— Start of Document segment —

Let’s say a school would like to do business with John’s Construction Company to build a new gymnasium. If only there was a way to guarantee the company will do the work they said they would do for the school.
This is where surety bonds come in. A surety bond is a financial guarantee of someone’s performance. It is a three-party contract between the Principal, Obligee and Surety.
- The Obligee is who requires the bond.
- The Principal is who’s required to get the bond.
- The Surety is who takes on the risk of the Principal’s performance according to some defined specifications between the Obligee and Principal in exchange for the surety bond premium.
Here are a few common examples:
Jane Doe, Inc. runs a national sweepstakes giving anyone who buys one of its widgets a chance to win a $10,000 prize. The state of Florida requires a sweepstakes surety bond, so Jane Doe, Inc. must post a surety bond with the state. The bond guarantees that if a Floridian wins the prize, Jane Doe, Inc. will give it to them. If they win and the company pays out the prize, nothing happens with the bond. If they do not pay, the state can make a claim on the bond. In that case, the surety carrier pays the $10,000 to the state, who then can give it to their resident and thus protect them. Then it’s up to the surety carrier to get indemnified (or paid back) by Jane Doe, Inc. So the bond is a financial guarantee that Jane Doe, Inc. will perform according to the sweepstakes rules. In this case, the state is the Obligee and Jane Doe, Inc. is the Principal.
Another common example is Bob Owner wants Contractor ABC, Inc. to build a new building according to the prepared contract and plans. Before starting work, Bob owner requires Contractor ABC, Inc. to post performance and payment bonds. The performance bond guarantees Contractor ABC, Inc. will complete the work according to specifications. The payment bond guarantees Contractor ABC, Inc. will pay all subcontractors, vendors, suppliers, etc. used to get the job done so no liens are filed. If Contractor ABC, Inc. does all the work as agreed and pays everyone then nothing happens other than job well done. If not then Bob Owner can make a claim on the bond. The surety carrier may be required to pay Bob Owner an amount of cash that allows them to hire another contractor to finish the job. Or the surety carrier may be required to find someone themselves to get the work completed. Either way the bond protects Bob Owner and helps financially guarantee his building gets built. Again, if a claim is paid out it’s then the surety’s responsibility to get indemnified by Contractor ABC, Inc. In this case, Bob Owner is the Obligee and Contractor ABC, Inc. is the Principal.

— End of Document segment —
— Start of Dataset extract —

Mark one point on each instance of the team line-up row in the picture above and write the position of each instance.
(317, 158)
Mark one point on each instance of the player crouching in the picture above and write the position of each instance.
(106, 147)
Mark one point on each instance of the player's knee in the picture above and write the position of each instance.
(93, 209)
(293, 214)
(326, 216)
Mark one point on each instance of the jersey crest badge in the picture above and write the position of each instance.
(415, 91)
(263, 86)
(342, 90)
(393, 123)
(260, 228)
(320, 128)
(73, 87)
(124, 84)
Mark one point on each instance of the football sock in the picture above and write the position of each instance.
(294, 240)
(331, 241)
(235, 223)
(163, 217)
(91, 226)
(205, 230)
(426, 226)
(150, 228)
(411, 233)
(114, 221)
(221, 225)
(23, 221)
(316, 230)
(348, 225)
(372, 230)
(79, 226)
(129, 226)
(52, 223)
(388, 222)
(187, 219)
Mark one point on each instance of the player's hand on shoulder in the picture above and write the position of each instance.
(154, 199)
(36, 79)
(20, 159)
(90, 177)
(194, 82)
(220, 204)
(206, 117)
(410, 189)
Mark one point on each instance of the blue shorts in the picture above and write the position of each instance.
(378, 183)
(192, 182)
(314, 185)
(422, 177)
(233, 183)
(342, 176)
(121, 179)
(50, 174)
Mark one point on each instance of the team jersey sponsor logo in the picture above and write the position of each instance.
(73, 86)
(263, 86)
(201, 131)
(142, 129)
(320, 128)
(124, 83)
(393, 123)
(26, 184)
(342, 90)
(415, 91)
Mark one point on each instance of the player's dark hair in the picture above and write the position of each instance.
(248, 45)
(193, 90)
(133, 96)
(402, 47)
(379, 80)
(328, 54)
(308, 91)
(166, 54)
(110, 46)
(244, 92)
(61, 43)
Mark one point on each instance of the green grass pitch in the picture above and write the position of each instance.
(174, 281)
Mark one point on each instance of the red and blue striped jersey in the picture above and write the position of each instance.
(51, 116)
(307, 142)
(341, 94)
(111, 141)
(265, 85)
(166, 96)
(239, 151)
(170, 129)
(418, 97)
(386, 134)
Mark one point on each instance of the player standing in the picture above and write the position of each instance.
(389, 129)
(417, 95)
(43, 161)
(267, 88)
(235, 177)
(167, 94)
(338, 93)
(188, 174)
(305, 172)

— End of Dataset extract —
— Start of Dataset extract —

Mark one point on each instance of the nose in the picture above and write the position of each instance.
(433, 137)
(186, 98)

— End of Dataset extract —

Jobs -
[A] From the surety bond text, return the passage starting at "Let’s say a" and ending at "surety bond premium.", copied word for word.
[B] Using the surety bond text, answer yes or no to each statement and quote the words that decide it: (i) in the sweepstakes example, the state is the Obligee; (ii) the payment bond guarantees that Contractor ABC, Inc. will complete the work according to specifications; (iii) the Surety is who requires the bond.

Exercise responses -
[A]
Let’s say a school would like to do business with John’s Construction Company to build a new gymnasium. If only there was a way to guarantee the company will do the work they said they would do for the school.
This is where surety bonds come in. A surety bond is a financial guarantee of someone’s performance. It is a three-party contract between the Principal, Obligee and Surety.
- The Obligee is who requires the bond.
- The Principal is who’s required to get the bond.
- The Surety is who takes on the risk of the Principal’s performance according to some defined specifications between the Obligee and Principal in exchange for the surety bond premium.

[B]
(i) Yes: "In this case, the state is the Obligee and Jane Doe, Inc. is the Principal."
(ii) No: "The payment bond guarantees Contractor ABC, Inc. will pay all subcontractors, vendors, suppliers, etc. used to get the job done so no liens are filed."
(iii) No: "The Obligee is who requires the bond."